Task instructions »
Please go through the listing below and count the lines where the string "lawn" appears. Answer with the number only.

Material for this exercise »

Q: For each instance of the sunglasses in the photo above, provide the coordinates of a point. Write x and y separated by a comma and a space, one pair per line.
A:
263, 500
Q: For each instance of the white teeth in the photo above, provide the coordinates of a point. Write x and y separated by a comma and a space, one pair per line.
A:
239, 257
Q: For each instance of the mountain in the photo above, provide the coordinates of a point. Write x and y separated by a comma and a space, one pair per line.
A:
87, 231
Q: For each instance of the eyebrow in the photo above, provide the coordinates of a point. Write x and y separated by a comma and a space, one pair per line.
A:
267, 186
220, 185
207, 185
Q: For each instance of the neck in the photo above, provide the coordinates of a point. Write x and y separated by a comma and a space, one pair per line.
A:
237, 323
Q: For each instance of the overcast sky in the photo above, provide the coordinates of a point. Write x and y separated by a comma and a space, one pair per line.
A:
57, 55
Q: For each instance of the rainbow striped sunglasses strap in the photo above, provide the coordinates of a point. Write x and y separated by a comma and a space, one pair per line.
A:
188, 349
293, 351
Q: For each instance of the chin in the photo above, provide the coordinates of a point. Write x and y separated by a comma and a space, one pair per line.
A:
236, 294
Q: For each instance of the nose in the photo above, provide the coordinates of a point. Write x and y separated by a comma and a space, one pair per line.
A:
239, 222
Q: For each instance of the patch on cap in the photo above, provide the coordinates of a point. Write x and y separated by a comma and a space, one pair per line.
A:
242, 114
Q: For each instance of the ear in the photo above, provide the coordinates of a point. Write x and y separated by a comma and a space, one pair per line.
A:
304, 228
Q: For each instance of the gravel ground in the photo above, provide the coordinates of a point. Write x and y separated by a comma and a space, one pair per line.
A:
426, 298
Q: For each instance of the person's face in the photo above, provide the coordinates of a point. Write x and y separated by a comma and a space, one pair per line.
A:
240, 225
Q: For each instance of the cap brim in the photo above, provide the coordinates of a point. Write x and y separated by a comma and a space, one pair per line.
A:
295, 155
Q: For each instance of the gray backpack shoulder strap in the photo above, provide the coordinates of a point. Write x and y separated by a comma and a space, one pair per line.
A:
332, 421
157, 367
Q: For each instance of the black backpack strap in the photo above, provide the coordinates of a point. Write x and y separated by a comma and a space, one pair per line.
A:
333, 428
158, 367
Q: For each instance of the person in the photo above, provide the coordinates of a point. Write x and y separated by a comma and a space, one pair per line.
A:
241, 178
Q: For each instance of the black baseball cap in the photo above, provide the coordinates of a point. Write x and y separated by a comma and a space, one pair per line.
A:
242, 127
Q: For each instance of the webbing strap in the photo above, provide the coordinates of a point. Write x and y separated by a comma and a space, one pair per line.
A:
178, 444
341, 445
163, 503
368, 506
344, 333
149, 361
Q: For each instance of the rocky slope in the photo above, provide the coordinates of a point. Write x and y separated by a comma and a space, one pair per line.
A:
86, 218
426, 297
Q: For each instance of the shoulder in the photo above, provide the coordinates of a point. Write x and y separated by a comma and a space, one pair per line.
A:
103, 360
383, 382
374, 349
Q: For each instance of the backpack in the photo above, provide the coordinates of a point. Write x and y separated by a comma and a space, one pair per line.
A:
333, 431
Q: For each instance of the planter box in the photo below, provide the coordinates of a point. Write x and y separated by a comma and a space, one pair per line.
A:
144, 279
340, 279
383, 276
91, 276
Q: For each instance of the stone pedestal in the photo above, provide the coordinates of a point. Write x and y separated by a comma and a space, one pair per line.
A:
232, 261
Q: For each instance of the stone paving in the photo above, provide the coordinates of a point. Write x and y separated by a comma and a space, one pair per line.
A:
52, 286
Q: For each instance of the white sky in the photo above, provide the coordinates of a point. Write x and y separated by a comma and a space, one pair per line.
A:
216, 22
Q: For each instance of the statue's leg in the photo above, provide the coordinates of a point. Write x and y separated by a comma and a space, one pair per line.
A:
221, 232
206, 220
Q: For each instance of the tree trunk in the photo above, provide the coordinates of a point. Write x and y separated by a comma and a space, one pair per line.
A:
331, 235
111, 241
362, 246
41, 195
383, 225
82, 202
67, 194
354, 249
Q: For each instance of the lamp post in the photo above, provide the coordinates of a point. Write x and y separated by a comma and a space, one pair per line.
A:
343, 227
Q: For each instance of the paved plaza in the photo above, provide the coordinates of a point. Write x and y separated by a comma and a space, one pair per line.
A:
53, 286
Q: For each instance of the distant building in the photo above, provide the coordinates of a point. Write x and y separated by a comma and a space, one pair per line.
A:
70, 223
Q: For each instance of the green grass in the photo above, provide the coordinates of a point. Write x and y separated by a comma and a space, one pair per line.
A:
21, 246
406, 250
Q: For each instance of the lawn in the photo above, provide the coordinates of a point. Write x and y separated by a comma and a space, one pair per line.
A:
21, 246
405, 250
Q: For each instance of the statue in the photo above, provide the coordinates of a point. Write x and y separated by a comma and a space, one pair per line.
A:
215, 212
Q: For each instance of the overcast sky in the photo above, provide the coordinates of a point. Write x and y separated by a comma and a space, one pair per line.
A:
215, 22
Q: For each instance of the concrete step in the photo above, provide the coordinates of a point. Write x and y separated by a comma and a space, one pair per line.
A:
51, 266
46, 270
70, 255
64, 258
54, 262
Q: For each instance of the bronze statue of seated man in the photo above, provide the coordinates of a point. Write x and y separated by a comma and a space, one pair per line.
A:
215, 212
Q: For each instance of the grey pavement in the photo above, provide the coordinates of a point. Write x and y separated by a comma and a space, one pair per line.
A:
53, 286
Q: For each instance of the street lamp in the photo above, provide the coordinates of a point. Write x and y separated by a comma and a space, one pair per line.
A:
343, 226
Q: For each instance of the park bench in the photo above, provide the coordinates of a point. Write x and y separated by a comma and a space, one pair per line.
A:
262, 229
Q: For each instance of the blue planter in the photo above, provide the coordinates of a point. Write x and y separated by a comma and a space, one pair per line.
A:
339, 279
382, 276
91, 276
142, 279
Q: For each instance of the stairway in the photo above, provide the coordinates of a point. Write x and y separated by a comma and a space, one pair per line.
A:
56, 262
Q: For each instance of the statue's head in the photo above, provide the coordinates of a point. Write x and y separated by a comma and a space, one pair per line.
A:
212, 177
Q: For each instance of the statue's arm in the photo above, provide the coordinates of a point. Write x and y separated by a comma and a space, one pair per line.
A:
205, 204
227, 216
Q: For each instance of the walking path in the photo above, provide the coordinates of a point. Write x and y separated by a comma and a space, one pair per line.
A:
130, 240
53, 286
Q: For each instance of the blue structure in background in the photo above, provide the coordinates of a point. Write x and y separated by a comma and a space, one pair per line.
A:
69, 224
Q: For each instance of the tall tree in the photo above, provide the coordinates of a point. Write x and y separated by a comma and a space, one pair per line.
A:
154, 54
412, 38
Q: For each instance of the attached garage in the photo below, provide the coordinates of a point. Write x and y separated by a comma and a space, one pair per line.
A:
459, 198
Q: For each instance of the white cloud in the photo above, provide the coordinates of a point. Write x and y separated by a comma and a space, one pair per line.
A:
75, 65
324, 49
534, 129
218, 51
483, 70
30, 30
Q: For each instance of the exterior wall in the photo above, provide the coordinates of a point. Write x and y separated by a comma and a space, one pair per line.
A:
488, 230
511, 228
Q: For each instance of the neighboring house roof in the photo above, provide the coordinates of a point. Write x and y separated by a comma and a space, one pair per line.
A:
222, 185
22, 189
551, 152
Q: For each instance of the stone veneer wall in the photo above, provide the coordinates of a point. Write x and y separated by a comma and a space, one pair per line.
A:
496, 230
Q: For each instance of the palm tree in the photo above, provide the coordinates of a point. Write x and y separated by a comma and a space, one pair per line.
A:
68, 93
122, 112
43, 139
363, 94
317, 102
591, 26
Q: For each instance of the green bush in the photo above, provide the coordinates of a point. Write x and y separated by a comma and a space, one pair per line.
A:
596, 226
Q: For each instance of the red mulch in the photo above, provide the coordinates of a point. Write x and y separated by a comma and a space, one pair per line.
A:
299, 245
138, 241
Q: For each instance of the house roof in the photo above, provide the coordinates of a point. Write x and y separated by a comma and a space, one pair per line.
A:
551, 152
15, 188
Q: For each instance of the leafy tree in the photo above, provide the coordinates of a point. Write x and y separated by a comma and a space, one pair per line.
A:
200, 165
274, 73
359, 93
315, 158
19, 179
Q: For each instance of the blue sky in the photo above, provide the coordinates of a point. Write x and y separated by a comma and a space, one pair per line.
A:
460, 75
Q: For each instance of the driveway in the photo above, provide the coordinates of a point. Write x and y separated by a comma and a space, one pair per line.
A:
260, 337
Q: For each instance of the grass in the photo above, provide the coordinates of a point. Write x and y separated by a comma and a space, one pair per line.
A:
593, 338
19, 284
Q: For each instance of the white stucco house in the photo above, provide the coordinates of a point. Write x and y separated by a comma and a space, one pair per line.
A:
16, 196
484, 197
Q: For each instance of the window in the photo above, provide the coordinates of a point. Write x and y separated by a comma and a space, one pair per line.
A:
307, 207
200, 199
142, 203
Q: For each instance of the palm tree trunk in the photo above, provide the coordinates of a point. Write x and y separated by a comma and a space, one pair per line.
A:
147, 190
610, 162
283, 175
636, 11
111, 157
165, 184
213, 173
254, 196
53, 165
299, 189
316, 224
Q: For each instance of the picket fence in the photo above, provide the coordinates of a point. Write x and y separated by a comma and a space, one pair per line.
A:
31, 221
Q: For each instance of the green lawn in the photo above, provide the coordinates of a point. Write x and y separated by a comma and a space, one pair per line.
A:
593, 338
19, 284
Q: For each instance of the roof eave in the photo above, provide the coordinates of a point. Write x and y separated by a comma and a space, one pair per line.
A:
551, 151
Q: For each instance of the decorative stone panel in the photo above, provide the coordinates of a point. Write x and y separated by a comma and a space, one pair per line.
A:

Result of the task »
2